# Extracted text:

# next wave of updates



## smackman (Sep 19, 2006)

I have not received my software update to 4.01. Does anyone know when the next wave will happen? I am sorta worried about it but most seemed to be pleased within reason with the new 4.01 upgrade This is a great forum. Any info. on this would be appreciated if known. 
Thank you
Smackman


----------



## debpasc (Oct 20, 2005)

I got mine Tuesday A.M. -- 3 A.M. I presume -- it was there and running Tuesday evening when I powered everything up. I am usually at or near the end when the updates are sent out over time rather than all at once, so yours probably isn't far behind. So far, everything works. I have no OTA at all, but they had quit working long before 401 arrived. I may try to re-scan them or power reboot -- though with everything else working like it should, I hate to do anything!


----------



## smackman (Sep 19, 2006)

debpasc said:


> I got mine Tuesday A.M. -- 3 A.M. I presume -- it was there and running Tuesday evening when I powered everything up. I am usually at or near the end when the updates are sent out over time rather than all at once, so yours probably isn't far behind. So far, everything works. I have no OTA at all, but they had quit working long before 401 arrived. I may try to re-scan them or power reboot -- though with everything else working like it should, I hate to do anything!


Is it released by serial numbers? my last 5 numbers is in the 553-00 range. Just wondering how they are spooling it.


----------



## Aridon (Mar 13, 2007)

Still nothing here either so your not alone.


----------



## tsduke (Mar 20, 2007)

*3/28/2007: 1000* *Software Version L4.01 for ViP 622 DVR *

Effective *Thursday, March 29th*, Engineering plans to spool the FULL PHASE of software version *L4.01* for the *ViP622DVR* receiver. This is primarily a non-forced maintenance release available at *ALL* satellite locations.

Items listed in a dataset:
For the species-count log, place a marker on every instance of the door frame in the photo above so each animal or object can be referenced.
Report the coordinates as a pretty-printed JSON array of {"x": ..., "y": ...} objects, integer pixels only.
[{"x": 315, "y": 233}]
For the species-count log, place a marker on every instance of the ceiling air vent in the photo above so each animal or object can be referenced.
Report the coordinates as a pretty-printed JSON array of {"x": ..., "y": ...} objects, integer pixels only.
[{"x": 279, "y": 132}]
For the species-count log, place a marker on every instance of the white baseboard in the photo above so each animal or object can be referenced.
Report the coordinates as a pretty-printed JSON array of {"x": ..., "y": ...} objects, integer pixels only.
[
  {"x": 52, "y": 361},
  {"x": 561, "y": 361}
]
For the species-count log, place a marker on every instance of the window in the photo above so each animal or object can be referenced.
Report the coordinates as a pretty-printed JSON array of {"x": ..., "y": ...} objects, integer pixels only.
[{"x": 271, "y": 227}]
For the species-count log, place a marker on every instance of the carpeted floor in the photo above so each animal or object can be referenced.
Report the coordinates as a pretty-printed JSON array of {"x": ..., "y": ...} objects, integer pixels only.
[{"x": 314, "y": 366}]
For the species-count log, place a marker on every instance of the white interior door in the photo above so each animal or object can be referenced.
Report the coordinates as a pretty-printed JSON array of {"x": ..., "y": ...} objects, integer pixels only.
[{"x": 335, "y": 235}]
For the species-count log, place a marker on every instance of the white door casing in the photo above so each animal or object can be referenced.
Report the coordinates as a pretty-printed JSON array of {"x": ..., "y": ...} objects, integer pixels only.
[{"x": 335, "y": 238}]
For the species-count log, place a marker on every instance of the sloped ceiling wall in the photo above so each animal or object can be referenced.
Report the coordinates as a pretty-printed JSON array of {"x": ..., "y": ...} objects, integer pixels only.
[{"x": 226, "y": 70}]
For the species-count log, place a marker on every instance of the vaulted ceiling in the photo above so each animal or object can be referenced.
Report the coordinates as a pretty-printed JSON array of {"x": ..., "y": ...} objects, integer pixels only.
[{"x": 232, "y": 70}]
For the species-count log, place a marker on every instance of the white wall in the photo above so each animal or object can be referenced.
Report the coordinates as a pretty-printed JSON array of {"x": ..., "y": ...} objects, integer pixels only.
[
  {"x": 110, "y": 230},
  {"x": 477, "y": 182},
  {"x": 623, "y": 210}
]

# Problems to work on:
1. Answer these from the forum thread about the 4.01 update:
(a) At what hour does debpasc presume the update arrived?
(b) In what range are smackman's last five serial numbers?
(c) On what day does the full phase of L4.01 take effect?
2. Please write out the stretch of the forum thread from "## Aridon (Mar" through "at *ALL* satellite locations.".
The records aren't needed for any of this work.

# Per-task answers:
1.
(a) 3 A.M. (Tuesday)
(b) The 553-00 range
(c) Thursday, March 29th

2.
## Aridon (Mar 13, 2007)

Still nothing here either so your not alone.


----------



## tsduke (Mar 20, 2007)

*3/28/2007: 1000* *Software Version L4.01 for ViP 622 DVR *

Effective *Thursday, March 29th*, Engineering plans to spool the FULL PHASE of software version *L4.01* for the *ViP622DVR* receiver. This is primarily a non-forced maintenance release available at *ALL* satellite locations.